**ACTIONS TO TAKE**
(1) In the essay on self-employment, how was Australia described back when the management briefings were held?
(2) Continue the essay on self-employment from the end of its last paragraph.

**EXTRACT PROVIDED**

★ ★ ★

Self-Employment
Several years ago, the Australian Institute of Management would hold regular one-day briefings on the economy and future trends. Many of us enjoyed contributions from what became a familiar trio, comprising Neville Norman, from the University of Melbourne, Alan Carroll, an international management consultant running his own business, and Phil Ruthven, the head of IBIS, a data analysis company. Each would contribute to painting a picture of the changes they could see. Neville Norman would examine the economy, and the various actions the government was pursuing or proposing to keep growth on track. It was always growth back then! Alan Carroll would then set this within an international context, his analysis always combining strategic insights with witty insights into and quick portraits of international leaders. Finally, Phil Ruthven would summarise the changing situation with a series of graphs and tables showing areas of growth and decline.
Could we have guessed back then how the apparent story of never-ending overall growth was heading for a shock? Ruthven’s charts showed us the patterns of change in the economy. His interest was in the longer trends the data revealed. However, none of the three could have predicted the emergence and impact of Covid. Years later, we can look back and check if any of the trends outlined have continued. In their day, Australian was described as “a quarry, a farm and a hotel’. Manufacturing was dying. Also experiencing a slow death, the media hung on, largely through overseas ownership and overseas content. The hope for the future was in innovation and entrepreneurship, especially in medical devices and products.
Little has changed. The quarry remains central, even if it is gas and some rare earth metals that now contribute as much as iron ore and coal once did. The farm has had a tough time in recent years, with restrictions on international trade, and spectacular growth in agricultural products from other parts of the world. The hotel is re-emerging after the Covid downturn, but some of the facilities look shabby today, and threats to such natural phenomena as the Great Barrier Reef have left the industry with a sense the best days are clearly over.
However, a focus on the big trends that Normal, Carroll and Ruthven documented might have taken attention away from some other changes. If, like me, you are older and a working hours walker, you will have been struck by the numbers of small businesspeople you see today: there are local builders, air-conditioning repairers, dog-washers, people contracted to mow lawns and clean up gardens, as well a plethora of delivery trucks, meal services, and so the list goes on. This is the ‘gig economy’ at work: and it seems self-employment is growing at the same time as larger companies are shrinking their employee numbers.
Who are these ‘gig workers’. They are self-employed, independent contractors, and contract firms with on-call teams and temps. Gig workers are the people who are employed through formal agreements with on-demand companies to provide services to the company’s clients. Are they employees? It’s a contested area. Companies prefer to classifying their gig workers as ‘independent contractors’, whereas workers’ advocates (unions and other membership organisations) push for them to be classified as ‘employees’, to pressure the companies to provide the same employee benefits their fulltime staff possess, like overtime, paid sick leave, employer-provided health care, bargaining rights, unemployment insurance, and more.

★ ★ ★

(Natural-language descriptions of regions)
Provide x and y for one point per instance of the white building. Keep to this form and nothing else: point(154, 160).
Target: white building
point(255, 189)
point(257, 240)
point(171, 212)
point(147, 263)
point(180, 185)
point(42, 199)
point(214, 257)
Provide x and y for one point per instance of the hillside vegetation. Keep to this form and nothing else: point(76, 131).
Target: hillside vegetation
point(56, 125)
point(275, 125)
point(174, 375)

★ ★ ★

**LIST OF ANSWERS**
(1) As "a quarry, a farm and a hotel."

(2)
Gig work began to grow around the middle of the 20th Century. Back in 1952, Jack Kerouac was the first to use the term to describe a form of employment when writing about his time as a brakeman for a US railroad company. This was in his book On the Road, a novel, but perhaps better described as a ‘faction’, as it charts of evolving impact of the Baby Boomer generation on themselves and on others. Initially described as a book charting youthful exuberance, it has become seen as an account of “gloomy middle-aged disillusion” (as David Brooks was to describe in the New York Times, 2 October 2007). Brooks saw the emerging gig economy as possessing a reckless and youthful confidence that was to slowly decline as those same gig workers became more and more absorbed into the economic system. Of course, Kerouac wasn’t interested in analysing economic trends: his focus was on the characters in his novel, who sought to assert their independence, replace the traditional model of manhood with a model rooted celebrating conquest and self-discovery, affirming male brotherhood and the freedom of the road as primary measures of male identity.
Kerouac was a novelist, but he was addressing something that was to grow in salience: being a worker, but not in the sense of not being the employee of a major company (a theme of many academic studies for the next few decades), but with ‘being your own boss’, free from managers and bureaucratic controls. Also, it offers a contrast with the traditional model, where employees seek an employer for the long term, to be paid by the hour, week or month, earning a wage or salary. Gig work tends to be temporary or project-based, often with the workers hired and paid to complete a specific task or for limited period of time. The lack of traditional benefits is balanced against the fact these workers have greater flexibility around their work hours.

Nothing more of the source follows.